═════ Article ═════

Petit bouquin (74 pages à la lecture facile) en quatre parties sur l’action directe, ces deux mots qui font fantasmer plus d’un-e par leur romantisme, et qui aussi font peur à ceux et celles qui confondent cet outil d’action politique avec la bande armée qui sévit dans les années 80. Bref, un rappel salutaire et instructif.
De l’action directe
La préface de Nicolas Baillargeon, prof à l’université à Montréal, retrace le parcours d’une insoumise Voltairine de Cleyre, née en 1866 dans le Michigan. Elle découvre l’anarchisme lors de l’exécution des cinq martyrs de Chicago le 11 novembre 1887 (suite aux évènements de l’émeute de Haymarket). De ses études dans un couvent, il lui restera une éthique humaniste ainsi qu’une aversion pour la religion, et elle deviendra libre penseur. Voltairine gagne sa vie comme enseignante et conférencière. En 1902, un élève dérangé tire sur elle, mais elle refuse de porter plainte contre lui et dénonce sa démence causée par les circonstances de sa vie. Elle décède dix ans plus tard, le 20 juin 1912 d’une méningite.
Baillargeon présente également brièvement l’action directe, acte politique (mais politique au sens de fonctionnement de la société) qui s’oppose à l’action indirecte politique (de politicien) qui est de déléguer la discussion, la décision à un-e représentant-e via une élection, un vote. Il évoque la grande variété de modalités de l’action directe qui va des moyens non-violent (grèves, siting, occupations, etc.) à des actions plus violentes (sabotage, vandalisme,voire la lutte armée). Il précise l’universalité de l’action directe, mis en action chaque fois que les gens prennent les choses en main.

═════

● Votre tâche:
Prolongez l'article sur le livre consacré à l'action directe en reprenant juste après sa dernière phrase.

═════ Jeu de données ═════

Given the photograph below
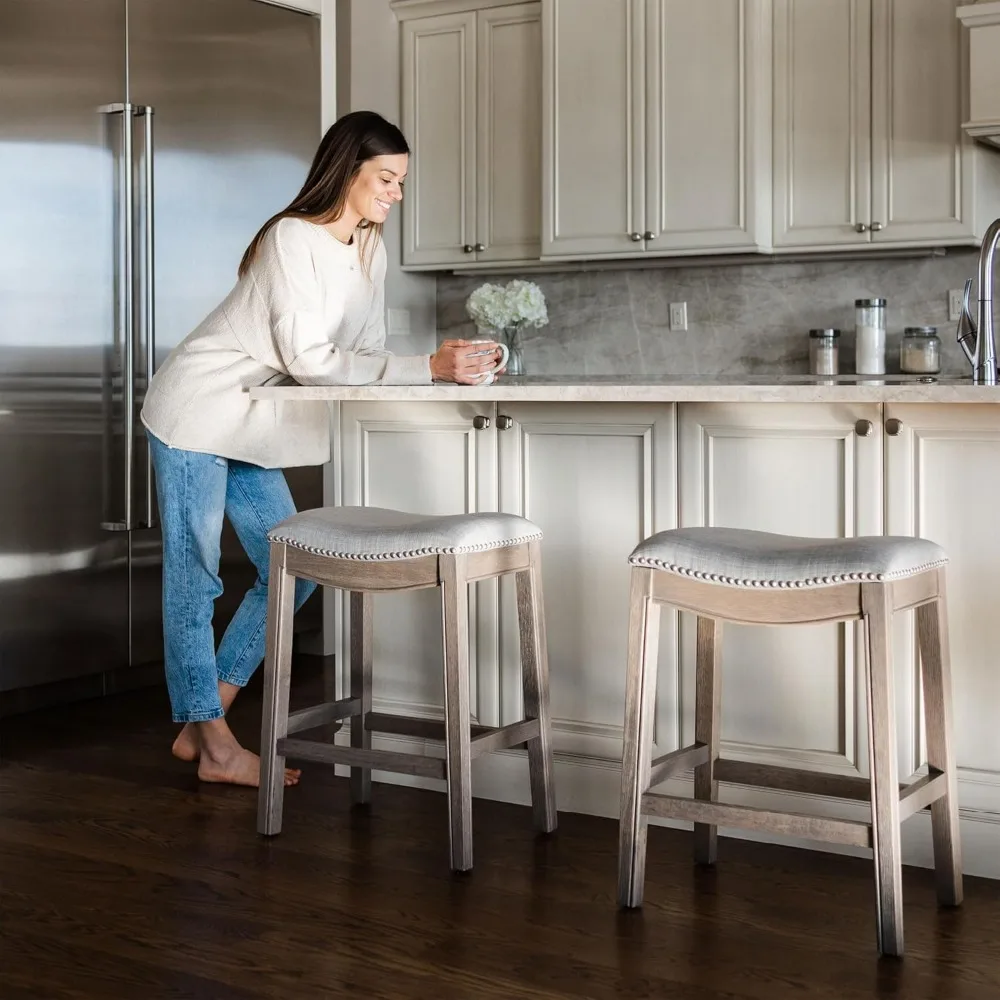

═════

● Réponse:
Le deuxième chapitre, le plus important par la taille, est la retranscription de la conférence de Voltairine de Cleyre donnée à Chicago le 21 janvier 1912, au cours de laquelle elle présente et clarifie le concept d’action directe, d’énonçant la confusion (déjà à l’époque) avec la violence : « Les vrais non-violents ne peuvent croire qu’à l’action directe, car la base de l’action politique est la coercition … » (p32). Elle détaille la nécessité de contrôler sa vie et de ne pas se remettre à autrui, en s’appuyant sur des exemples d’actions directes non-violentes et violentes, souvent des actes de résistance, comme des luttes contre la discrimination, l’abolition de l’esclavage, le droit de vote des femmes. Et souligne enfin le besoin de convergence des luttes, de voir plus loin à long terme, que les revendications à effet immédiat, ainsi que le besoin de s’organiser. Voltairine de Cleyre critique également l’action indirecte comme source de soumission et de résignation car elle « détruit le sens de l’initiative, étouffe l’esprit de révolte et entretient la passivité » (p55)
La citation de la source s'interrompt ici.